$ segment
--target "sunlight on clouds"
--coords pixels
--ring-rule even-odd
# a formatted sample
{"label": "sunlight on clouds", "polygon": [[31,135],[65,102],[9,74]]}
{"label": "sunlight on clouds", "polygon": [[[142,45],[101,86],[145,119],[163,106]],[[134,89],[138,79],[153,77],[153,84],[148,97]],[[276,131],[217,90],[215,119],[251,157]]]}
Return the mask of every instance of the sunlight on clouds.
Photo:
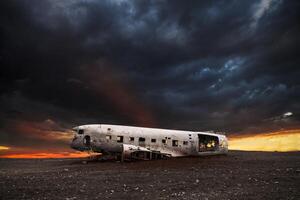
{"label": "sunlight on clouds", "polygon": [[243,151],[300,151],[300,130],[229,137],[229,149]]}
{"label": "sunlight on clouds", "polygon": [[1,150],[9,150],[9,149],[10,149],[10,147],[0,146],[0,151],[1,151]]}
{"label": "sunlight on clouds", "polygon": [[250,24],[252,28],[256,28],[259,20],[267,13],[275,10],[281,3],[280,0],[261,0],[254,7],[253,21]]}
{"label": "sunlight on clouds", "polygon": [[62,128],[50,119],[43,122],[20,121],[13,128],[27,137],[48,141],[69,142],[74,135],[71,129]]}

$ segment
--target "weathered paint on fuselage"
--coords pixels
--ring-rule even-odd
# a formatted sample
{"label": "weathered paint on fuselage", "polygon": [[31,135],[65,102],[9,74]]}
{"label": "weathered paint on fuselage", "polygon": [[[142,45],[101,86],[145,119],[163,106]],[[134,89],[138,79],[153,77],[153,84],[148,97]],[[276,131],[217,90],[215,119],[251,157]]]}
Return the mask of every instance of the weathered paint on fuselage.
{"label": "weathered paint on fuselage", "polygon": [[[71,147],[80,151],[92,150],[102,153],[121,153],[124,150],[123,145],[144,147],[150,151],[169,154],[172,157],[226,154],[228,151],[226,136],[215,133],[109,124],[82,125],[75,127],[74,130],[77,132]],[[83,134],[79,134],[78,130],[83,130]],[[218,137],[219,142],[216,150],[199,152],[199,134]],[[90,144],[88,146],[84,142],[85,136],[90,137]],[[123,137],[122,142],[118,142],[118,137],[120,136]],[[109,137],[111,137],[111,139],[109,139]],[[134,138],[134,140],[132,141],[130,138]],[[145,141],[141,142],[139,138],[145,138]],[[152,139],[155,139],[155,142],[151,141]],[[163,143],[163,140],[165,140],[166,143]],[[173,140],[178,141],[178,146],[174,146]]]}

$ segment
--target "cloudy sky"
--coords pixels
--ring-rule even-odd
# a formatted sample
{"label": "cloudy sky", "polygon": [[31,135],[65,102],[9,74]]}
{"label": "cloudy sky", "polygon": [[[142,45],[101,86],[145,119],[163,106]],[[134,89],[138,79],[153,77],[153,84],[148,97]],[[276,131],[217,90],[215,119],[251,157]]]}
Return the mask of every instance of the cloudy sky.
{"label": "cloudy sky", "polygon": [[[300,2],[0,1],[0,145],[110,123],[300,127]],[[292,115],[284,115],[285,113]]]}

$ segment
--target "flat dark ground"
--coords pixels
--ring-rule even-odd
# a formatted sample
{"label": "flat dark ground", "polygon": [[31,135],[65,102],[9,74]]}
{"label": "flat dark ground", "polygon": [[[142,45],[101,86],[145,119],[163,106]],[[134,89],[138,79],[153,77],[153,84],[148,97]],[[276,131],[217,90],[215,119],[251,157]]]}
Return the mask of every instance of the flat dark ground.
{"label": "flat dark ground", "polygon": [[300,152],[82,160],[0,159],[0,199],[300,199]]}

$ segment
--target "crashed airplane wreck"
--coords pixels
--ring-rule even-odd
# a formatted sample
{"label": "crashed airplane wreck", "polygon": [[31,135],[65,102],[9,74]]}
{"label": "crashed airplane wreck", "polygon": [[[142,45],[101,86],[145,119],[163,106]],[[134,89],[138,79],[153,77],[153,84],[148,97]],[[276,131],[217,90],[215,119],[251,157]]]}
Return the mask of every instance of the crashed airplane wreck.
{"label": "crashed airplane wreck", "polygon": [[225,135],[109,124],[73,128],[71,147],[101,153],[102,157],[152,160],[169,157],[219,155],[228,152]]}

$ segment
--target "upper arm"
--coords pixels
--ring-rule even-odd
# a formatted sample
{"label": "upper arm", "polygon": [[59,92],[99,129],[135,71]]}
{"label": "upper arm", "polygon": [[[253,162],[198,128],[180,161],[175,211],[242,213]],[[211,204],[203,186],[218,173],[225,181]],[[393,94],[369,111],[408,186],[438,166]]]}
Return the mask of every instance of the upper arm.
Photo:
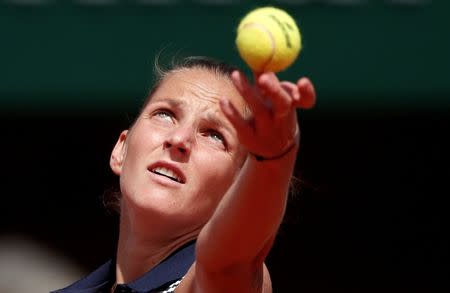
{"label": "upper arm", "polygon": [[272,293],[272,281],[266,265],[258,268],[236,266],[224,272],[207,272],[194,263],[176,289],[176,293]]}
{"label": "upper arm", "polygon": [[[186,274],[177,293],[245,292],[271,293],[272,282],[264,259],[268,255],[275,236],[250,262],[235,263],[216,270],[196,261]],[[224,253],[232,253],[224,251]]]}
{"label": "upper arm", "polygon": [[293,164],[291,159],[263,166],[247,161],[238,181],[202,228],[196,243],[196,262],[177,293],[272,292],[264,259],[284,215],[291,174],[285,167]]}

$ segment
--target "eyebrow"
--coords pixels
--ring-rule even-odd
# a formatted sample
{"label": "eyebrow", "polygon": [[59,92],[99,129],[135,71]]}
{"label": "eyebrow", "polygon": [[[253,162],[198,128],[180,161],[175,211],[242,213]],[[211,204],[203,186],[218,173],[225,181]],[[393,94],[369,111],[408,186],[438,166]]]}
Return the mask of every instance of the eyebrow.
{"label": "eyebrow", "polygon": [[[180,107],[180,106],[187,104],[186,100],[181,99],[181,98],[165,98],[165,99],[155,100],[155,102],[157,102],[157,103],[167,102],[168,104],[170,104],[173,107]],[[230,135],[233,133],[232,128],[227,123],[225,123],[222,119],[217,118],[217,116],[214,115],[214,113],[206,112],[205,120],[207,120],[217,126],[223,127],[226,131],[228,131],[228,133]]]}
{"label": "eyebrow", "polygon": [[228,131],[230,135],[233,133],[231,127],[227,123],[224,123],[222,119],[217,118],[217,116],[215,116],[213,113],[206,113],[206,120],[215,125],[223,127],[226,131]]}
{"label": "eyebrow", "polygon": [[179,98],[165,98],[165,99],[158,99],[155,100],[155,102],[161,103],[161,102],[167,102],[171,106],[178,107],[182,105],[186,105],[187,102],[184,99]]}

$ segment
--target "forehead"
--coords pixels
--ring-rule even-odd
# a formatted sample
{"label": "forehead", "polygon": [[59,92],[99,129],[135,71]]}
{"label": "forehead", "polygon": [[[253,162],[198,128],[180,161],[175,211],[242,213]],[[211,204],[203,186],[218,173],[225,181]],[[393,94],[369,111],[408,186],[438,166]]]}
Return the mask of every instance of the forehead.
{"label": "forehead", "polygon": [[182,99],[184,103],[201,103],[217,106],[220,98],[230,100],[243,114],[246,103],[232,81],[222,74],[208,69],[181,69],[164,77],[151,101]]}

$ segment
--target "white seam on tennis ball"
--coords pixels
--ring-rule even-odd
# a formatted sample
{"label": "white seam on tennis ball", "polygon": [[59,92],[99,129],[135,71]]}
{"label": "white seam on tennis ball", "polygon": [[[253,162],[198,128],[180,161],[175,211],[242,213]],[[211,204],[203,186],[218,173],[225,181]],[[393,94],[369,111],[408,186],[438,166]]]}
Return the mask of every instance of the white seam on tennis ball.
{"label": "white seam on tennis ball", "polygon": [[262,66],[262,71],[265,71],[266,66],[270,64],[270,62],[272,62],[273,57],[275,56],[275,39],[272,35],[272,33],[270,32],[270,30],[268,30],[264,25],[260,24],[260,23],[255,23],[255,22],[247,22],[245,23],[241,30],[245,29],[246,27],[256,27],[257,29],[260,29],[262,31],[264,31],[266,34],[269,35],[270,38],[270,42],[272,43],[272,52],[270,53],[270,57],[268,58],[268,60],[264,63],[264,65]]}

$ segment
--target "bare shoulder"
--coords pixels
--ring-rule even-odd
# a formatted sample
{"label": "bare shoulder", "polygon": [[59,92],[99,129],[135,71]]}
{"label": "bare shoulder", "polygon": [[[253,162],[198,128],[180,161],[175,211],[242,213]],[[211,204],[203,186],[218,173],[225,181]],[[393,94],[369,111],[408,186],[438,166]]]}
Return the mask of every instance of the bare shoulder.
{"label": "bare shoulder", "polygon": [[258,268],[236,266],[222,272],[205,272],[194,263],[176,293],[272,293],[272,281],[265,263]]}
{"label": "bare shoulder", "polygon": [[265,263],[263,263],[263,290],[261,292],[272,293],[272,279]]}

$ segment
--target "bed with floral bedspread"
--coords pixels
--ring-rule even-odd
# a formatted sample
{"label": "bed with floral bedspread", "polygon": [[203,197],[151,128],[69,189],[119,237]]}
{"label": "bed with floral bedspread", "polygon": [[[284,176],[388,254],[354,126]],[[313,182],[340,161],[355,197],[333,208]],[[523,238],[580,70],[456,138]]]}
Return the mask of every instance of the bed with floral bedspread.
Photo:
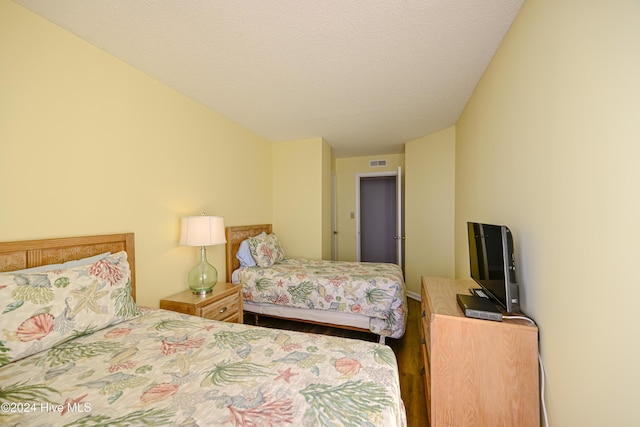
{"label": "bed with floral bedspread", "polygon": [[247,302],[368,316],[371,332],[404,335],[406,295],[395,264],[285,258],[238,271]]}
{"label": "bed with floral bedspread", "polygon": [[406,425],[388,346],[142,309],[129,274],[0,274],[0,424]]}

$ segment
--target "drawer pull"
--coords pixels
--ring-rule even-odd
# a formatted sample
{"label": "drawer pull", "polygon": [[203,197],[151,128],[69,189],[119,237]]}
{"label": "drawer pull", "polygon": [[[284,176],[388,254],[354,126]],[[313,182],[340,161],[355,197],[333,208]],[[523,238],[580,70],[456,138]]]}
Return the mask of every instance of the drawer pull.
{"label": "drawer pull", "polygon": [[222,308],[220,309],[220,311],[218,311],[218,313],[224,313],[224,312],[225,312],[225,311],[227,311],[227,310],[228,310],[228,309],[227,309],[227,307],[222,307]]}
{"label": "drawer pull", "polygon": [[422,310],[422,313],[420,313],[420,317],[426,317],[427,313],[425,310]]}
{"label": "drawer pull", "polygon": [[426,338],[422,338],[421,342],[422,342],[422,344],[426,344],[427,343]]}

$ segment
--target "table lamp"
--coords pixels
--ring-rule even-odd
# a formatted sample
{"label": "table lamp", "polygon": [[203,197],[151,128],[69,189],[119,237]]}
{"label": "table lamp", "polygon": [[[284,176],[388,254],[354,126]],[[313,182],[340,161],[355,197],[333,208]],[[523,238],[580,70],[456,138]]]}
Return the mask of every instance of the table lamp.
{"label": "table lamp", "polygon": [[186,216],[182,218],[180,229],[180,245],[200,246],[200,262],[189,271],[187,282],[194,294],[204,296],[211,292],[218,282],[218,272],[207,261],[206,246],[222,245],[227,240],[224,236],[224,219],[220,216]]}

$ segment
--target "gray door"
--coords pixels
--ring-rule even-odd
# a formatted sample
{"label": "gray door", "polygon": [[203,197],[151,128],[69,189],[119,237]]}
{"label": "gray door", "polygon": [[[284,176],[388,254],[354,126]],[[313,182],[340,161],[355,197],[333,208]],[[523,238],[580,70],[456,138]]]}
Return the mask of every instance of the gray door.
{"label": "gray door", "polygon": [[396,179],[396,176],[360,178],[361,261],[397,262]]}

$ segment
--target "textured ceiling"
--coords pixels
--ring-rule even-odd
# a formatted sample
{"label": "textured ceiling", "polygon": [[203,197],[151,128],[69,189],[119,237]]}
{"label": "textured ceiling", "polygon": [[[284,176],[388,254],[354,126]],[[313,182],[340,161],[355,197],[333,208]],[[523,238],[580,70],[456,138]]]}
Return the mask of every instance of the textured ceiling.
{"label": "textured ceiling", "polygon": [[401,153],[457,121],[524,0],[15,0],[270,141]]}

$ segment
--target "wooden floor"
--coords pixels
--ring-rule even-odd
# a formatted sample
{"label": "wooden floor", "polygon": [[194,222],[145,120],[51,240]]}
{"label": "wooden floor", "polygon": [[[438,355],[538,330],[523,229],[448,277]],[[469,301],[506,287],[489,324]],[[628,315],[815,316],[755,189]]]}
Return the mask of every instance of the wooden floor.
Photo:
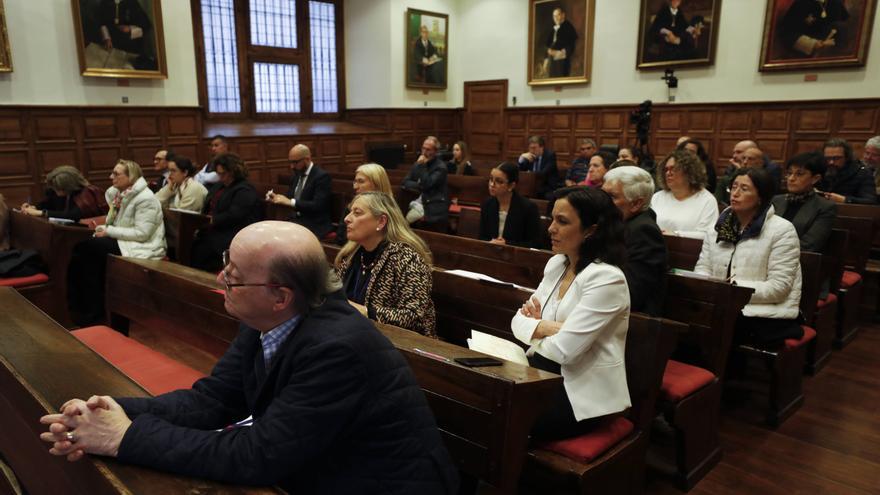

---------------

__Exercise directions__. For each line in the material above that contains the string "wooden", make a copy.

__Solution to this exercise__.
--target "wooden floor"
{"label": "wooden floor", "polygon": [[194,222],[145,120],[51,240]]}
{"label": "wooden floor", "polygon": [[[438,355],[538,330],[523,229],[448,277]],[[469,301],[506,287],[489,324]],[[628,315],[815,316],[755,189]]]}
Return the mask of every instance of the wooden floor.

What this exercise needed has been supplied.